EXCERPT.
* * * * * * * * *

Japan wax (木蝋 Mokurō), also known as sumac wax, sumach wax, vegetable wax, China green tallow, and Japan tallow, is a pale-yellow, waxy, water-insoluble solid with a gummy feel, obtained from the berries of certain sumacs native to Japan and China, such as Toxicodendron vernicifluum (lacquer tree) and Toxicodendron succedaneum (Japanese wax tree).

Japan wax is a byproduct of lacquer manufacture. The fruits of the Toxicodendron trees are harvested, steamed, and pressed for the waxy substance which hardens when cool. It is not a true wax but a fat that contains 95% palmitin. Japan wax is sold in flat squares or disks and has a rancid odor. It is extracted by expression and heat, or by the action of solvents.

== Uses ==
Japan wax is used in candles, furniture polishes, floor waxes, wax matches, soaps, food packaging, pharmaceuticals, cosmetics, pastels, crayons, buffing compounds, metal lubricants, adhesives, thermoplastic resins, and as a substitute for beeswax. Since it undergoes rancidification, it is rarely used in foods.

== Properties ==
- Melting point = 124 F or 45–53 C.
- Specific gravity ≈ 0.975
- Soluble in benzene, ether, naphtha and alkalis; insoluble in water and cold ethanol.

* * * * * * * * *

EXPLORE THE MATERIAL.
1. In the Japan wax text, what is Japan wax described as a byproduct of?
2. In the Japan wax text, rewrite the passage starting at "Japan wax (木蝋" and ending at "(Japanese wax tree).", swapping "berries" for "fruits".
3. Translate this sentence from the Japan wax text into Spanish: "Since it undergoes rancidification, it is rarely used in foods."

* * * * * * * * *

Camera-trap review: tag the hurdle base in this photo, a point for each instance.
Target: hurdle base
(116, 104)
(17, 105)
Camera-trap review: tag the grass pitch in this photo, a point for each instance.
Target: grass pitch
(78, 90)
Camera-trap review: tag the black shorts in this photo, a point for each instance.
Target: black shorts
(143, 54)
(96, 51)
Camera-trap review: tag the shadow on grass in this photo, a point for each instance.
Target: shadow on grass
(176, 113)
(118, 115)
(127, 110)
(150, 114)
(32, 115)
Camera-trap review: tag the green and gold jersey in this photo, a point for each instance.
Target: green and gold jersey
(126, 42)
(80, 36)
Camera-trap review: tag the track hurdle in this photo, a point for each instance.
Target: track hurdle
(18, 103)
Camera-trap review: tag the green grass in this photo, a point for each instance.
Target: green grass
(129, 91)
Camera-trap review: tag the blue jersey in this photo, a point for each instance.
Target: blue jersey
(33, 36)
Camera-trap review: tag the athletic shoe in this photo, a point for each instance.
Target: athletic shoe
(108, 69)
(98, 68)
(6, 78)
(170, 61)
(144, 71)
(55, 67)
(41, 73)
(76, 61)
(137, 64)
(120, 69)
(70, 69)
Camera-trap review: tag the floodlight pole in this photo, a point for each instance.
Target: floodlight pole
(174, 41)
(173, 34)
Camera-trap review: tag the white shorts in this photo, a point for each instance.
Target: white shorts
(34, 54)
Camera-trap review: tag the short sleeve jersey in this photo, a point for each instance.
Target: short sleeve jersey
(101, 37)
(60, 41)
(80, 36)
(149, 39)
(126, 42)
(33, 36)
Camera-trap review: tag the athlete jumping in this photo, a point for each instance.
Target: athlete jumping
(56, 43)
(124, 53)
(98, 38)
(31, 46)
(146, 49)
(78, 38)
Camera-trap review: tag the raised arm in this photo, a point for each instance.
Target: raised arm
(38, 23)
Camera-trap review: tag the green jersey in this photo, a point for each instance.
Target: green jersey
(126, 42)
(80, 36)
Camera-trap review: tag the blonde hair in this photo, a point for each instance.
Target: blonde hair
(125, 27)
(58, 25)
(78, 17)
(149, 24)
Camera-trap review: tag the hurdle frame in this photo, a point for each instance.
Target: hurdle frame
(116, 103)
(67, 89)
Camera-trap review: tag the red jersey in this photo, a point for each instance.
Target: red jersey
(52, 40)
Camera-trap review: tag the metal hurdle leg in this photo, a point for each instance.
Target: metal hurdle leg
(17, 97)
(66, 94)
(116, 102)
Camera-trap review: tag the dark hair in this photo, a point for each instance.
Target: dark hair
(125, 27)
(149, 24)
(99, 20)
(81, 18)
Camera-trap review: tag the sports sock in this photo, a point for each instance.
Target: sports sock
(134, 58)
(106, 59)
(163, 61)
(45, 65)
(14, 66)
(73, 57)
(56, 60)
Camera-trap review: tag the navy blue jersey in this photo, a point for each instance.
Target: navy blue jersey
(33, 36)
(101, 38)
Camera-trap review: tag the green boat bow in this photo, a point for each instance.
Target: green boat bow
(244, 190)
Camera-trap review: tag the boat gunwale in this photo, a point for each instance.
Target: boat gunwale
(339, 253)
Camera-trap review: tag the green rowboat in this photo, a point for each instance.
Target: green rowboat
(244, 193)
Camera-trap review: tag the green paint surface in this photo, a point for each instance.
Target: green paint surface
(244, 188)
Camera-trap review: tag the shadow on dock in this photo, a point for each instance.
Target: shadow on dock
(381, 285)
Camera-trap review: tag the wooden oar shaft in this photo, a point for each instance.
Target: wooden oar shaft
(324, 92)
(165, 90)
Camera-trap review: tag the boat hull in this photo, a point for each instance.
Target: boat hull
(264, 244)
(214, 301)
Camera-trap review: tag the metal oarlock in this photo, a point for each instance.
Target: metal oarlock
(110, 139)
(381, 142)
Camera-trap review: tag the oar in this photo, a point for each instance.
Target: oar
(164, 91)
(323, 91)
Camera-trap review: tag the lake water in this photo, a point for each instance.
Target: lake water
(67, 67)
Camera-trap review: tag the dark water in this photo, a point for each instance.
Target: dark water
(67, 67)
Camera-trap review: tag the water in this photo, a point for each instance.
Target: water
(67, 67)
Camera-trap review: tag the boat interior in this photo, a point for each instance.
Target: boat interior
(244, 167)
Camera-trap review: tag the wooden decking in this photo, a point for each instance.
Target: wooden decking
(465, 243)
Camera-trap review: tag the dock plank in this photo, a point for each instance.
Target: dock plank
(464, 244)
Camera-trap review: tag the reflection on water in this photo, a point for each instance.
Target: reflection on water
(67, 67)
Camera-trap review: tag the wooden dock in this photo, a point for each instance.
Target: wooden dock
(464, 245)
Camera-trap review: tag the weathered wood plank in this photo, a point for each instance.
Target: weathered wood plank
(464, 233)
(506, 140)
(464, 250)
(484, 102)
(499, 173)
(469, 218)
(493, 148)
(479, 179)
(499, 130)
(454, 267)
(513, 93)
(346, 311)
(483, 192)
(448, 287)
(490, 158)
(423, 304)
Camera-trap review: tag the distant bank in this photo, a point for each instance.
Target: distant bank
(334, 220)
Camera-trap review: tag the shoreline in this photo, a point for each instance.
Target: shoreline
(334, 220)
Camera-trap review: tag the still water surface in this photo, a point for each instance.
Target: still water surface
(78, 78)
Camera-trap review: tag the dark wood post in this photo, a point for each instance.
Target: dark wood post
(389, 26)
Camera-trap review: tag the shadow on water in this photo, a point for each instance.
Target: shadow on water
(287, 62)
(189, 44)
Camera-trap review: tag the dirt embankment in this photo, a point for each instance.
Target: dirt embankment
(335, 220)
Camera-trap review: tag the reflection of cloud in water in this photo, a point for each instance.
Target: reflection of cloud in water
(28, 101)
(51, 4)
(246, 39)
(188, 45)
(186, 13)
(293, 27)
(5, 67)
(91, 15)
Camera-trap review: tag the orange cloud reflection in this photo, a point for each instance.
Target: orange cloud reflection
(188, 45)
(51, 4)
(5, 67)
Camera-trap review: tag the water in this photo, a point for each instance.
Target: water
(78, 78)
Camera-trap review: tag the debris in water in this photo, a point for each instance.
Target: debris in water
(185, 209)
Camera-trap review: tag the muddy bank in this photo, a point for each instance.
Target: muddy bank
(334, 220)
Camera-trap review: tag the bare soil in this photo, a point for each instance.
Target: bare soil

* * * * * * * * *

SOLUTIONS TO THE TASKS.
1. Lacquer manufacture.

2.
Japan wax (木蝋 Mokurō), also known as sumac wax, sumach wax, vegetable wax, China green tallow, and Japan tallow, is a pale-yellow, waxy, water-insoluble solid with a gummy feel, obtained from the fruits of certain sumacs native to Japan and China, such as Toxicodendron vernicifluum (lacquer tree) and Toxicodendron succedaneum (Japanese wax tree).

3. Dado que sufre enranciamiento, rara vez se utiliza en los alimentos.